### Given request a
Please put the part of the rows below that opens with the line containing "pin: brown twig" and runs through the end of the rows into a numbered list, leaving out blank lines.

### Document segment
** begin **

It starts upon waking: something about the light, maybe—its hue, its weight—beckons me to climb, and while I’ve become quite proficient at keeping my head above the hole, there’s a sort of allure that draws me down and down.

So down and down I go.

Throughout the morning I notice—like the slow recognition of a familiar melody drifting from unseen speakers in a café—my surroundings change. This happens in real-time, so it’s difficult to comprehend unless you’ve experienced it yourself.

It’s the sudden realization that something feels wrong.

Not the kind of wrong that makes you want to turn and run, or the kind of wrong that summons sweat to your forehead; but the kind of wrong that makes you grit your teeth and furrow your brow and wish you could crawl back into bed and unmake this day, unmake this feeling, if you could, unmake every word you’ve spoken in the last several weeks. Every conversation unravels and twists. Every emotion amplified. Every thought diffracted.

Squeezing. Choking. Strangling.

It makes you question. Makes you curl. You wilt from the inside out.

It is the realization that you can’t.
It is the realization that you didn’t.
It is the realization that you are.
Or that you aren’t.
Or that everyone else is

There are a million different things I might realize in that moment, and wherever the Plinko board between my ears decides to let my train of thought fall, I’m gripping the ladder with both hands now, phoning in a smile for the concerned passersby. Yes, hello, quite good, alright, how’s the family, great, thanks, I’m fine, see you later.

The world rises gently, inaudibly, imperceptibly at first. The disorientation wears off and my waist is gone now, shadows already soaking my naval, spreading like blood from the corner of a tissue up and up, and I don’t even feel a thing, I’m fine, I promise. How are you?

** end **

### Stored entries

** begin **

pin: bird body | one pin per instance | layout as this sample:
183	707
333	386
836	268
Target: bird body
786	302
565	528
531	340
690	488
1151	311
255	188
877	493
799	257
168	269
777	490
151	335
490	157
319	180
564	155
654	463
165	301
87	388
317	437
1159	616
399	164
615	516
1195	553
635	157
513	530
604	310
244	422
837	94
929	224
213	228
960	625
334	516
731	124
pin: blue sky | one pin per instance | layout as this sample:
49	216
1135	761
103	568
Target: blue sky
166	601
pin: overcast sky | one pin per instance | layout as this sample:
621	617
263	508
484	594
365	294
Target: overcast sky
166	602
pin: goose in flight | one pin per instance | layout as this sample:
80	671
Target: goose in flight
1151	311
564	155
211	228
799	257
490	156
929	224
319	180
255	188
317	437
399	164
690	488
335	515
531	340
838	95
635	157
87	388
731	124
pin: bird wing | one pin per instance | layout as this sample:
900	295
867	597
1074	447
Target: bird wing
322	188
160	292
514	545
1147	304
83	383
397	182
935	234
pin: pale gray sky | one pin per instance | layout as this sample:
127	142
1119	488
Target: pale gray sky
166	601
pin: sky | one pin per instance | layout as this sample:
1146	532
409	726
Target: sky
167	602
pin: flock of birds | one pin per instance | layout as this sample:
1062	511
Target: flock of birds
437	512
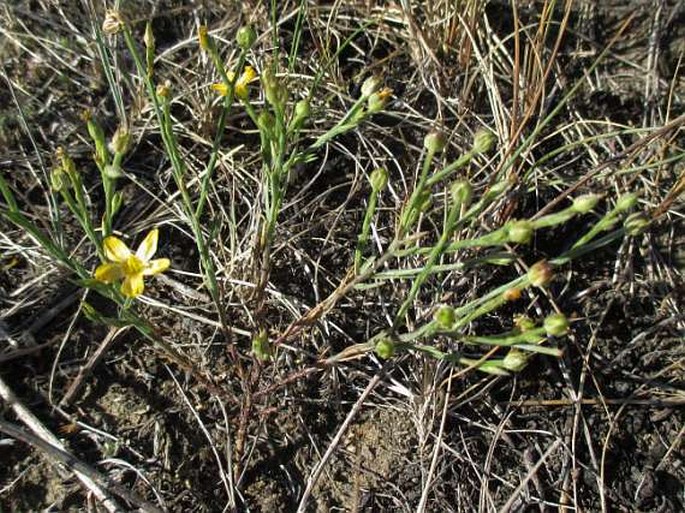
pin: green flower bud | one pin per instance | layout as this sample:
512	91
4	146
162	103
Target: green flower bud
524	323
626	202
59	179
67	164
379	179
520	232
483	141
261	346
302	109
583	204
113	22
246	37
378	100
149	37
204	38
556	325
120	140
385	348
445	317
515	360
273	89
636	223
113	172
435	141
423	201
461	192
540	274
371	85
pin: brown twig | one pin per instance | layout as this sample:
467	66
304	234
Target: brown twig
83	471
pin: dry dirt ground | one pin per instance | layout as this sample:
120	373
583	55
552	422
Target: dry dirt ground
598	429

** end **

### Given request b
Transcribe the part of the excerpt above that opens with the words containing "Not the kind" and closes with "Squeezing. Choking. Strangling.".

### Full answer a
1. pin: brown twig | one pin per instance | layout as this sample:
2. 467	66
3. 304	234
4. Target: brown twig
5. 83	471
6. pin: dry dirt ground | one pin per instance | layout as this sample:
7. 120	373
8. 583	55
9. 552	422
10. Target: dry dirt ground
11. 598	429

### Full answer b
Not the kind of wrong that makes you want to turn and run, or the kind of wrong that summons sweat to your forehead; but the kind of wrong that makes you grit your teeth and furrow your brow and wish you could crawl back into bed and unmake this day, unmake this feeling, if you could, unmake every word you’ve spoken in the last several weeks. Every conversation unravels and twists. Every emotion amplified. Every thought diffracted.

Squeezing. Choking. Strangling.